Do this
Gather every line of the records below that contains the string "drinking", and reproduce each line in full. Treat the match as case-sensitive.

Part of a data file
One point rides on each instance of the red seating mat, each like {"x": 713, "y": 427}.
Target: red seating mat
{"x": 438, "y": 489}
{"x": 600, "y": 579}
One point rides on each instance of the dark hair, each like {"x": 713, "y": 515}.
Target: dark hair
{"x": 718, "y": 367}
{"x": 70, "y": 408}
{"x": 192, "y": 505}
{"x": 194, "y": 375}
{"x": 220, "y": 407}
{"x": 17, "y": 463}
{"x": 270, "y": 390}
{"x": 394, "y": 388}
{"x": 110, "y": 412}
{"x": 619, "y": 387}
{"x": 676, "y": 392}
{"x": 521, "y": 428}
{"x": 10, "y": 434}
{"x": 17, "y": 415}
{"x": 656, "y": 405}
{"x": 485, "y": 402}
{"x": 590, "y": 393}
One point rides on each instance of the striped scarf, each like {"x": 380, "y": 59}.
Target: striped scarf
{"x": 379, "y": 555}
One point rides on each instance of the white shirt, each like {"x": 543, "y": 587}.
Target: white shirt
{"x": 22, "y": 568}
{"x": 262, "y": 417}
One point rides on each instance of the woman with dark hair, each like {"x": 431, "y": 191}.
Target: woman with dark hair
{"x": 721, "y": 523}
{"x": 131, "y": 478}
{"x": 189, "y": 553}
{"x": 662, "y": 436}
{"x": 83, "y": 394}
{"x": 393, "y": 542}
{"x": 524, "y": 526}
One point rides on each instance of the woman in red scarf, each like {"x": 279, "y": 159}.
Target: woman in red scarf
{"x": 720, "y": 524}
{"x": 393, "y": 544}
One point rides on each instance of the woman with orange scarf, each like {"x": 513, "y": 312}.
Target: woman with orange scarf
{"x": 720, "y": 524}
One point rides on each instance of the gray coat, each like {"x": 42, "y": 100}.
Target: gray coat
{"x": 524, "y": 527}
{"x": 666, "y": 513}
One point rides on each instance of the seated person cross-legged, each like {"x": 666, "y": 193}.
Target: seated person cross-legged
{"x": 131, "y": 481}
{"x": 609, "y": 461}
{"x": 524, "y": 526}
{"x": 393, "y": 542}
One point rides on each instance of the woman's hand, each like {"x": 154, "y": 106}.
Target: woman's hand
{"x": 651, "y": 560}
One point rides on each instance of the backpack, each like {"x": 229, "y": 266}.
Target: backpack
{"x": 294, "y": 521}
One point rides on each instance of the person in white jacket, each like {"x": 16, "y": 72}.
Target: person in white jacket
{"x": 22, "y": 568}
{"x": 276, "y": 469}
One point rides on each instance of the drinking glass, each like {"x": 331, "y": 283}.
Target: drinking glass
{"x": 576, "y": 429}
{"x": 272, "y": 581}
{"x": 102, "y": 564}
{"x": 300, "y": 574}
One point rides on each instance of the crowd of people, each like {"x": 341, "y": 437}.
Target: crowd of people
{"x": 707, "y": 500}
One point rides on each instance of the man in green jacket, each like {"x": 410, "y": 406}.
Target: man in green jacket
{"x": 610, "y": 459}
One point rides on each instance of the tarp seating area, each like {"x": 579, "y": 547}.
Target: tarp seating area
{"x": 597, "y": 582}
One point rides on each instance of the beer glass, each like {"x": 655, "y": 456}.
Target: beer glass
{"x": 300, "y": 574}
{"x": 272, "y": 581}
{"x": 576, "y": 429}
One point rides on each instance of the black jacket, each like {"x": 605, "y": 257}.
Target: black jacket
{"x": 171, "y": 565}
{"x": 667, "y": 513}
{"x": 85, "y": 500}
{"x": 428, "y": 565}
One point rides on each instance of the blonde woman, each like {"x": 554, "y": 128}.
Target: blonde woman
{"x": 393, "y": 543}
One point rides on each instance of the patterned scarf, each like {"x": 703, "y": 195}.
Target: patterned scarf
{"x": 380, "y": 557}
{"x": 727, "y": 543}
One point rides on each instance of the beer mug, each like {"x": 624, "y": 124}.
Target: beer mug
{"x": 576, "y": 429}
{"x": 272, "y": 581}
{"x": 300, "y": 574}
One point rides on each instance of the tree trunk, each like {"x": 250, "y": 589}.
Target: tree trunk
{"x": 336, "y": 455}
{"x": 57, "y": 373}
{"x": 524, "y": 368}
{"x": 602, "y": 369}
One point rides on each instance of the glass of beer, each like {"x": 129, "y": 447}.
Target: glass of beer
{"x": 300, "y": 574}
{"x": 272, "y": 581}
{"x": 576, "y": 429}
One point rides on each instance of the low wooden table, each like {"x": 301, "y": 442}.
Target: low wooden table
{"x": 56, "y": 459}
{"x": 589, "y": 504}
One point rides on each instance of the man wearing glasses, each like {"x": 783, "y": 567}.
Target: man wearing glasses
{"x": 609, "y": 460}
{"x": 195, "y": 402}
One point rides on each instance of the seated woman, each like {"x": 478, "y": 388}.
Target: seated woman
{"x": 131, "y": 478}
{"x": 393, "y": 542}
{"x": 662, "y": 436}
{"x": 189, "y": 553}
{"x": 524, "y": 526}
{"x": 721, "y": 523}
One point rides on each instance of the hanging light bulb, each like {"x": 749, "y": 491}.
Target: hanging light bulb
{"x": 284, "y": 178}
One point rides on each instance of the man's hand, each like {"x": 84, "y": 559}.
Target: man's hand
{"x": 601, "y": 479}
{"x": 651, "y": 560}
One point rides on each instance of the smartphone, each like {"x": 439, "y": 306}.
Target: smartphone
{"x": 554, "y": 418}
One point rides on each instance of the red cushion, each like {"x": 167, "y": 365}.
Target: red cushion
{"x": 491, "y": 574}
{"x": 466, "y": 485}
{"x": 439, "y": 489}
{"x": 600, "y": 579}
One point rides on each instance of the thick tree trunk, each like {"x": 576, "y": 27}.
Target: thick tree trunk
==
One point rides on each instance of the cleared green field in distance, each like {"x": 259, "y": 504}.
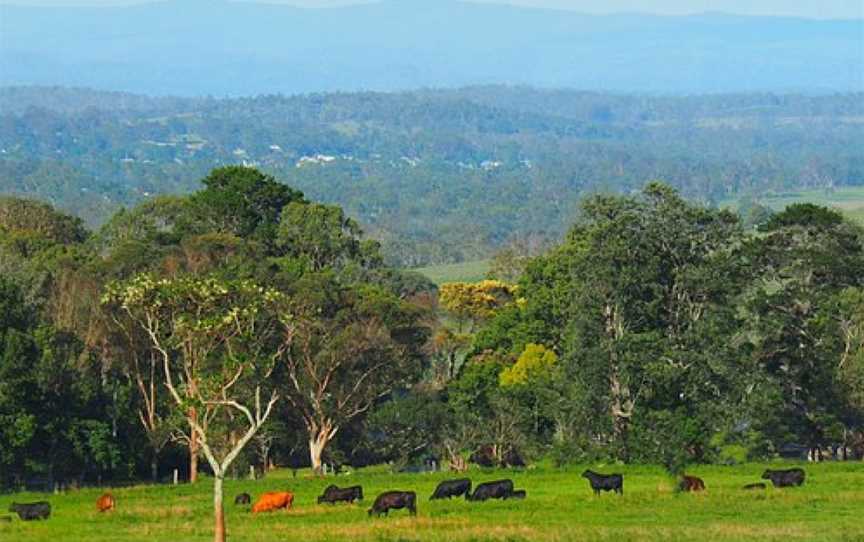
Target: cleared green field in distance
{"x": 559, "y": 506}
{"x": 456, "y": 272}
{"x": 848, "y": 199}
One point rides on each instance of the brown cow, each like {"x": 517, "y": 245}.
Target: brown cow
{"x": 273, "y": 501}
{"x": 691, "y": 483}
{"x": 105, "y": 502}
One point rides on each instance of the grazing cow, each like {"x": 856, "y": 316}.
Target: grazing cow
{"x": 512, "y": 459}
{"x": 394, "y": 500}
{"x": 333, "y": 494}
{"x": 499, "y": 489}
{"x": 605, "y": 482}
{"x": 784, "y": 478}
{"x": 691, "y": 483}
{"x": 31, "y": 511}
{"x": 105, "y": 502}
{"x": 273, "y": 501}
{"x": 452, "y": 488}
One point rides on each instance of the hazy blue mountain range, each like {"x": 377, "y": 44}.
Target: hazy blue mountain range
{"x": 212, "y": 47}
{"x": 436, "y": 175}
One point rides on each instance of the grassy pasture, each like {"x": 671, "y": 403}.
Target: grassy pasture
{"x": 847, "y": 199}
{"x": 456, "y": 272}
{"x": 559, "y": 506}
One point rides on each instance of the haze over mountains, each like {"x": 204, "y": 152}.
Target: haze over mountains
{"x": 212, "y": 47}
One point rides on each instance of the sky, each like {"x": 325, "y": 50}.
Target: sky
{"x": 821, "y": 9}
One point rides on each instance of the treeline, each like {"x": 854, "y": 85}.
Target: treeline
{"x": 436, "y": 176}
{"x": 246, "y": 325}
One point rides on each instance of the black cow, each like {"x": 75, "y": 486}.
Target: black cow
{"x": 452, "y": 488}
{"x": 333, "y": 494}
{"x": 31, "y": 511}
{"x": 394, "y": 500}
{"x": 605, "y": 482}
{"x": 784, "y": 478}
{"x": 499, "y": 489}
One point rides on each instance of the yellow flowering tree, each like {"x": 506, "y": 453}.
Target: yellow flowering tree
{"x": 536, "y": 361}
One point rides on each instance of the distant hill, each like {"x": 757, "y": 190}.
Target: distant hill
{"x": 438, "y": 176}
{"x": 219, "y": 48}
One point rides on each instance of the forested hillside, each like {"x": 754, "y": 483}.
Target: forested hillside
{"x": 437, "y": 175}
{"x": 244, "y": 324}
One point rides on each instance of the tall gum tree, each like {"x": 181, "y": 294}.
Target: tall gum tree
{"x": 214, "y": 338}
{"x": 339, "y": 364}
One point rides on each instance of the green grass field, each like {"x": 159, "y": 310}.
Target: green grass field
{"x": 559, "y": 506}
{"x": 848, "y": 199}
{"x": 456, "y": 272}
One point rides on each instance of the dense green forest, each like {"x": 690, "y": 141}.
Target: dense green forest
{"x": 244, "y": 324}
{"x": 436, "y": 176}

Exercise output
One point rides on each instance of the drinking glass, each like {"x": 331, "y": 283}.
Target: drinking glass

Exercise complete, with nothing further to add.